Quoted passage:
★ ★ ★
Princess Amalie of Saxe-Coburg and Gotha (Marie Luise Franziska Amalie; 23 October 1848 – 6 May 1894) was a Princess of Saxe-Coburg and Gotha by birth and a Duchess in Bavaria through her marriage to Duke Maximilian Emanuel in Bavaria. Amalie was the fourth child and second eldest daughter of Prince August of Saxe-Coburg and Gotha and his wife Princess Clémentine of Orléans. Her youngest brother was Ferdinand I of Bulgaria and her paternal uncle was Ferdinand II of Portugal.

Life

Early years 

Princess Amalie was born in Coburg, Germany, to Prince August of Saxe-Coburg and Gotha and his wife, Princess Clémentine of Orléans. Since childhood, Amalie had been intended as the bride of Prince Leopold of Bavaria. However, Duke Maximilian Emanuel in Bavaria fell in love with her and confided this love to his sister Elisabeth.
★ ★ ★
Please answer these questions using the Princess Amalie biography above.
(a) Who was Amalie's youngest brother?
(b) In what town was she born?
(c) To whom did Duke Maximilian Emanuel confide his love for her?
★ ★ ★
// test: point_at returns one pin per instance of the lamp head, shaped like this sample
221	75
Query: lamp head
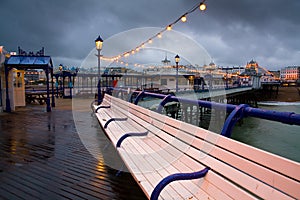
98	43
177	59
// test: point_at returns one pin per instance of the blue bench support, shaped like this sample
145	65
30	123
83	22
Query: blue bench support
176	177
128	135
237	112
232	119
163	103
113	119
138	97
99	107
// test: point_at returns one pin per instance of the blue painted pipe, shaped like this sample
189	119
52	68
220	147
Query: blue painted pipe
176	177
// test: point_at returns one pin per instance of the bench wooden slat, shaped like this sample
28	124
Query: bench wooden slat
235	171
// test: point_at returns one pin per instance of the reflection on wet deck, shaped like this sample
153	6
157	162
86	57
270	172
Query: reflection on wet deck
42	157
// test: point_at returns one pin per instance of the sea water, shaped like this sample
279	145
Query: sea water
274	137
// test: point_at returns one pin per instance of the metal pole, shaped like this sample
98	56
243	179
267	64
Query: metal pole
176	76
99	79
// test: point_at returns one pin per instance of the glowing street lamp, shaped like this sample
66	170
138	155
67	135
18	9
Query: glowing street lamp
98	43
202	6
177	59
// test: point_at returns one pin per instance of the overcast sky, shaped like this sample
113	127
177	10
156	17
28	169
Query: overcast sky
232	31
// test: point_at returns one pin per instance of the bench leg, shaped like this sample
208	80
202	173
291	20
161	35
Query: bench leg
176	177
★ ★ ★
Correct answer:
(a) Ferdinand I of Bulgaria
(b) Coburg, Germany
(c) His sister Elisabeth